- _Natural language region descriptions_
══════════════════════════════
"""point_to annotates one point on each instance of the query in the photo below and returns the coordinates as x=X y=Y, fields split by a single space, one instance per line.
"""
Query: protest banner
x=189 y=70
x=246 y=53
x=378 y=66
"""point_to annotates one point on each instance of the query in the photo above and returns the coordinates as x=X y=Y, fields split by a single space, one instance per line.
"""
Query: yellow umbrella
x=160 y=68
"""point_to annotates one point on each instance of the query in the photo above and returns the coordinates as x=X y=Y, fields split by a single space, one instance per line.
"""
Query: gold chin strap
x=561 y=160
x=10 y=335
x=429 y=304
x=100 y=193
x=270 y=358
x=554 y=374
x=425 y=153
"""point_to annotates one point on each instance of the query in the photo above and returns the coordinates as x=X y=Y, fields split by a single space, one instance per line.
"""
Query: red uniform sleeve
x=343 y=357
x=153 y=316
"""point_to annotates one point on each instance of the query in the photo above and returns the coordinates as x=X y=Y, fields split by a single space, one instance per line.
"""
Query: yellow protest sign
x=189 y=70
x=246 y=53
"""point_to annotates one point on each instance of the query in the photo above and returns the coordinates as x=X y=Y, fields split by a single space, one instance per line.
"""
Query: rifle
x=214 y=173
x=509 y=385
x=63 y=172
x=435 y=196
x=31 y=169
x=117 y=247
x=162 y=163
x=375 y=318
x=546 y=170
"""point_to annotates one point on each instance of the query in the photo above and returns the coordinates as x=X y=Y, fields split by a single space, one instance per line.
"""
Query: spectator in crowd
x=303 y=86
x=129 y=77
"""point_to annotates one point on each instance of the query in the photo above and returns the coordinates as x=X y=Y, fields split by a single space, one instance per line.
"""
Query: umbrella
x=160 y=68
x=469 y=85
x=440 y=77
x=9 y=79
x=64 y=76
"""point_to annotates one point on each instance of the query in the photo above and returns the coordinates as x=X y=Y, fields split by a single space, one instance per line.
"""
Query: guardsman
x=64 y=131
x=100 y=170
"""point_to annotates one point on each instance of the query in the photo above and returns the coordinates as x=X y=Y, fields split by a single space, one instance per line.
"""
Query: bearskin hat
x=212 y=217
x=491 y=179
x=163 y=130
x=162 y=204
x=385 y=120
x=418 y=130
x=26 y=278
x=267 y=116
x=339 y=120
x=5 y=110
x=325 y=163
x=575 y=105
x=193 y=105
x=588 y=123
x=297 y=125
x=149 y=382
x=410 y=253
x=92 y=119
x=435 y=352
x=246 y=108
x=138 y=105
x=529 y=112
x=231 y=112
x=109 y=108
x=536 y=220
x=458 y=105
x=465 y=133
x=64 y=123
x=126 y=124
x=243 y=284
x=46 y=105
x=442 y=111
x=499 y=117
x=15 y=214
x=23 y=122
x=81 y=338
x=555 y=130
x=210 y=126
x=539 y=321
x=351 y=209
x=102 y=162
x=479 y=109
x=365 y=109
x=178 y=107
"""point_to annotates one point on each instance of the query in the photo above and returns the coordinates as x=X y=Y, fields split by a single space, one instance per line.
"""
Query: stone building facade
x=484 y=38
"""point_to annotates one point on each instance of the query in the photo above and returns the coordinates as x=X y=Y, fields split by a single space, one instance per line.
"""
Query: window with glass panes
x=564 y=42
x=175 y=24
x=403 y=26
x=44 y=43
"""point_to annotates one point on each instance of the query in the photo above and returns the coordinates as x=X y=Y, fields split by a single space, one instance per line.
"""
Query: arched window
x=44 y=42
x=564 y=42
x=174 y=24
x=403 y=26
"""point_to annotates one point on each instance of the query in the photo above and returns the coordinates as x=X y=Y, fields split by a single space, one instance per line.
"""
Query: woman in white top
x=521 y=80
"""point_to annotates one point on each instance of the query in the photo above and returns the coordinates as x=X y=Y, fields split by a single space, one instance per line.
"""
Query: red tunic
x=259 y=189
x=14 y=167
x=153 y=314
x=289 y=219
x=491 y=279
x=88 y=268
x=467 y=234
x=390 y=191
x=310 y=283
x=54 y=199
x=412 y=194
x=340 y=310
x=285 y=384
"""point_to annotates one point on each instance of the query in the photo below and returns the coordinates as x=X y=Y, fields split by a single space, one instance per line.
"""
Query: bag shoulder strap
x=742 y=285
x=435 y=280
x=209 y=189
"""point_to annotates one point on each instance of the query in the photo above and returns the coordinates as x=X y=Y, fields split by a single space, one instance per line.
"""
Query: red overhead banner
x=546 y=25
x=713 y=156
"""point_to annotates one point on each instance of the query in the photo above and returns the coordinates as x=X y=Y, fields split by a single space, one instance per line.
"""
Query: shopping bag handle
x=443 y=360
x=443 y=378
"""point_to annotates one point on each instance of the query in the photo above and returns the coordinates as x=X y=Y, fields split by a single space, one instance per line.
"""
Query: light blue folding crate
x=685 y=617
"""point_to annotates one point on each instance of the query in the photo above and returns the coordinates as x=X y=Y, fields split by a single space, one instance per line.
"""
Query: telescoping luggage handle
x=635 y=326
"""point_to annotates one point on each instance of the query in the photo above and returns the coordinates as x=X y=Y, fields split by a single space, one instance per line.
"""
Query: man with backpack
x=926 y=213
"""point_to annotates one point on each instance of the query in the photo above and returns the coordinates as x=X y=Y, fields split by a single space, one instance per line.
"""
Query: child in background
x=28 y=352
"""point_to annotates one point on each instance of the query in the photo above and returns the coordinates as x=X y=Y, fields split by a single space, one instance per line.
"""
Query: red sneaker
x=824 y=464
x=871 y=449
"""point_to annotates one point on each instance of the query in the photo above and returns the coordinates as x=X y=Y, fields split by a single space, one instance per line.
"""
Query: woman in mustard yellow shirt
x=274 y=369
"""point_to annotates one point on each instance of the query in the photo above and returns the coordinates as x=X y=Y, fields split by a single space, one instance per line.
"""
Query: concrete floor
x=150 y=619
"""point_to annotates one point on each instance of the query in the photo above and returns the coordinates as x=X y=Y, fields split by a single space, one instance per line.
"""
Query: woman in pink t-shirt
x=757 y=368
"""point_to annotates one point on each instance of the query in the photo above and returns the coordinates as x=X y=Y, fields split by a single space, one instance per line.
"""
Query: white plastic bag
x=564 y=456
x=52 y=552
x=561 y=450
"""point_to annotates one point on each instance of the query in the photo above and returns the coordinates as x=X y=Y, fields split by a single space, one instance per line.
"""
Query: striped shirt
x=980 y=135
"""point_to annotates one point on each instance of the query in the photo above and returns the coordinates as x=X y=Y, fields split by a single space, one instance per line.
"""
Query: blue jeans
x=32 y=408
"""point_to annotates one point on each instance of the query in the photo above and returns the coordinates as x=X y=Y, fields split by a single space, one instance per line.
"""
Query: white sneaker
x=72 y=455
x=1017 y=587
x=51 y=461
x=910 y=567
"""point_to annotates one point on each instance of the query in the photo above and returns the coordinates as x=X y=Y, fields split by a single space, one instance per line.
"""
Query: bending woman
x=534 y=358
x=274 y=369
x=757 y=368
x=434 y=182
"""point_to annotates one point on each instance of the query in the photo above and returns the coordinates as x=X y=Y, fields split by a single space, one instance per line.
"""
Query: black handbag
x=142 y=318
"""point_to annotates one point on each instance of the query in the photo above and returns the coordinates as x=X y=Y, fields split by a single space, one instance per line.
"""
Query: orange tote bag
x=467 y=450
══════════════════════════════
- _Required work_
Write out every line of the data again, exactly as it reads.

- _Solution_
"""point_to annotates one point on each instance of the query in the photo below and returns the coordinates as x=X y=Y, fields split by a single space, one instance per line.
"""
Query: protest banner
x=189 y=70
x=246 y=53
x=378 y=66
"""point_to annotates one point on each instance of the query in the photo above and returns the coordinates as x=X y=Y, fields split by a single space, one instance per line.
"""
Query: yellow umbrella
x=160 y=68
"""point_to annotates one point on each instance of the query in the photo above and returns the coordinates as x=X y=Y, fields split by a single space, one instance per line.
"""
Query: gold chin strap
x=561 y=160
x=10 y=335
x=429 y=304
x=100 y=193
x=270 y=358
x=554 y=374
x=425 y=153
"""point_to annotates one point on each instance of the query in the photo above and returns the coordinates as x=X y=Y, fields split by a single space, one instance per line.
"""
Query: red uniform sleeve
x=343 y=357
x=153 y=316
"""point_to annotates one point on each instance of the query in the photo above and returns the coordinates as x=X y=Y, fields split by a single space, one instance per line.
"""
Query: yellow protest sign
x=189 y=70
x=246 y=53
"""point_to annotates one point on each instance of the query in the photo above and returns the coordinates as x=X y=Y, fields split by a single space, one instance per line.
"""
Query: rifle
x=214 y=173
x=509 y=385
x=63 y=172
x=435 y=196
x=31 y=169
x=117 y=247
x=162 y=163
x=375 y=318
x=546 y=170
"""point_to annotates one point on each instance of the query in the photo above and returns the coordinates as x=X y=Y, fields split by a single space, one instance per line.
"""
Query: spectator in crowd
x=303 y=86
x=129 y=77
"""point_to annotates one point on each instance of the query in the photo above and returns the coordinates as x=X y=Y, fields split by a single space, one instance per line.
"""
Query: umbrella
x=160 y=68
x=469 y=85
x=440 y=77
x=9 y=79
x=64 y=76
"""point_to annotates one point on each instance of the query in the photo above and returns the coordinates as x=X y=Y, fields split by a single space, one instance per line.
"""
Query: guardsman
x=64 y=131
x=100 y=170
"""point_to annotates one point on each instance of the query in the photo above and returns the coordinates as x=X y=Y, fields split by a single space, one instance per line.
"""
Query: bearskin hat
x=212 y=217
x=491 y=179
x=163 y=130
x=162 y=204
x=385 y=120
x=418 y=130
x=26 y=278
x=267 y=116
x=339 y=120
x=5 y=110
x=325 y=163
x=575 y=105
x=193 y=105
x=588 y=123
x=297 y=125
x=149 y=382
x=410 y=253
x=92 y=119
x=435 y=352
x=246 y=108
x=138 y=105
x=529 y=112
x=231 y=112
x=109 y=108
x=536 y=220
x=458 y=105
x=465 y=133
x=64 y=123
x=126 y=124
x=243 y=284
x=46 y=105
x=442 y=111
x=499 y=117
x=15 y=214
x=23 y=122
x=81 y=338
x=555 y=130
x=210 y=126
x=539 y=321
x=351 y=209
x=102 y=162
x=479 y=109
x=365 y=109
x=178 y=107
"""point_to annotates one point on each instance of the query in the photo above and returns the coordinates as x=X y=Y, fields split by a single space, one instance per line.
"""
Query: stone building facade
x=484 y=38
"""point_to annotates one point on each instance of the query in the photo above and returns the coordinates as x=X y=Y, fields split by a single space, one instance per line.
"""
Query: window with glass panes
x=564 y=42
x=175 y=24
x=403 y=26
x=44 y=43
"""point_to annotates one point on each instance of the query in the photo above and returns the coordinates as x=X y=Y, fields split by a single space, one instance per line.
"""
Query: arched window
x=44 y=42
x=564 y=42
x=174 y=24
x=403 y=26
"""point_to annotates one point on each instance of the query in the photo above and returns the coordinates as x=X y=Y, fields split by a single space, one instance per line.
"""
Query: woman in white top
x=521 y=80
"""point_to annotates one point on each instance of the query in the photo above and returns the coordinates as x=X y=Y, fields split by a single space, one instance per line.
"""
Query: red tunic
x=259 y=189
x=14 y=167
x=153 y=314
x=289 y=219
x=491 y=279
x=88 y=268
x=467 y=234
x=390 y=191
x=310 y=283
x=54 y=199
x=412 y=194
x=340 y=310
x=285 y=384
"""point_to annotates one point on each instance of the query in the photo below and returns the coordinates as x=X y=Y, fields split by a single space, one instance per line.
"""
Query: bag shoulder strap
x=742 y=285
x=435 y=280
x=209 y=189
"""point_to annotates one point on each instance of the query in the photo above and returns the coordinates as x=X y=Y, fields split by a single space, one instance per line.
"""
Query: red overhead banner
x=546 y=25
x=713 y=156
"""point_to annotates one point on each instance of the query in the photo above and returns the coordinates as x=X y=Y, fields split by a single space, one instance per line.
"""
Query: shopping bag handle
x=443 y=360
x=443 y=378
"""point_to annotates one point on each instance of the query in the photo above and returns the coordinates as x=X y=Y, fields split by a single space, one instance per line.
"""
Query: light blue folding crate
x=685 y=617
"""point_to annotates one point on each instance of the query in the photo above and returns the coordinates as x=X y=Y, fields split by a single space, one instance per line.
"""
Query: telescoping luggage handle
x=635 y=326
"""point_to annotates one point on each instance of the query in the photo above and returns the coordinates as x=X y=Y, fields split by a single space, one instance per line.
"""
Query: man with backpack
x=926 y=213
"""point_to annotates one point on each instance of the query in the photo above and returns the coordinates as x=X y=Y, fields split by a single space, one instance per line.
"""
Query: child in background
x=28 y=352
"""point_to annotates one point on each instance of the query in the photo above and returns the coordinates as x=X y=Y, fields split by a single space, one instance per line.
"""
Query: red sneaker
x=824 y=464
x=871 y=449
"""point_to annotates one point on each instance of the query in the photo above and returns the coordinates as x=X y=Y, fields split by a single space, one instance per line.
"""
Query: woman in mustard yellow shirt
x=274 y=369
"""point_to annotates one point on each instance of the query in the photo above and returns the coordinates as x=X y=Y, fields split by a single space, one instance per line.
"""
Query: concrete floor
x=150 y=619
"""point_to annotates one point on each instance of the query in the photo above and returns the coordinates as x=X y=Y, fields split by a single space, one instance per line.
"""
Query: woman in pink t-shirt
x=757 y=368
"""point_to annotates one point on each instance of the query in the photo above and returns the coordinates as x=X y=Y, fields split by a single space, one instance per line.
"""
Query: white plastic bag
x=564 y=456
x=52 y=552
x=561 y=450
"""point_to annotates one point on each instance of the query in the photo above and returns the coordinates as x=X y=Y, fields split by a single space, one instance per line.
"""
Query: striped shirt
x=980 y=135
"""point_to annotates one point on each instance of the query in the photo above and returns the coordinates as x=X y=Y, fields split by a single space, one instance per line.
"""
Query: blue jeans
x=32 y=408
"""point_to annotates one point on each instance of the query in the photo above and returns the coordinates as x=X y=Y, fields split by a single space, one instance per line.
"""
Query: white sneaker
x=72 y=455
x=1017 y=587
x=51 y=461
x=910 y=567
"""point_to annotates one point on each instance of the query in the photo above and returns the coordinates as x=X y=Y, fields split by a single space, one instance per line.
"""
Query: bending woman
x=534 y=358
x=274 y=369
x=757 y=368
x=434 y=182
"""point_to annotates one point on each instance of the query in the photo above and returns the coordinates as x=X y=Y, fields split by a single space, one instance per line.
"""
Query: black handbag
x=142 y=318
"""point_to annotates one point on each instance of the query in the photo above and returns the coordinates as x=X y=Y, fields split by a single space, one instance per line.
"""
Query: orange tote bag
x=467 y=450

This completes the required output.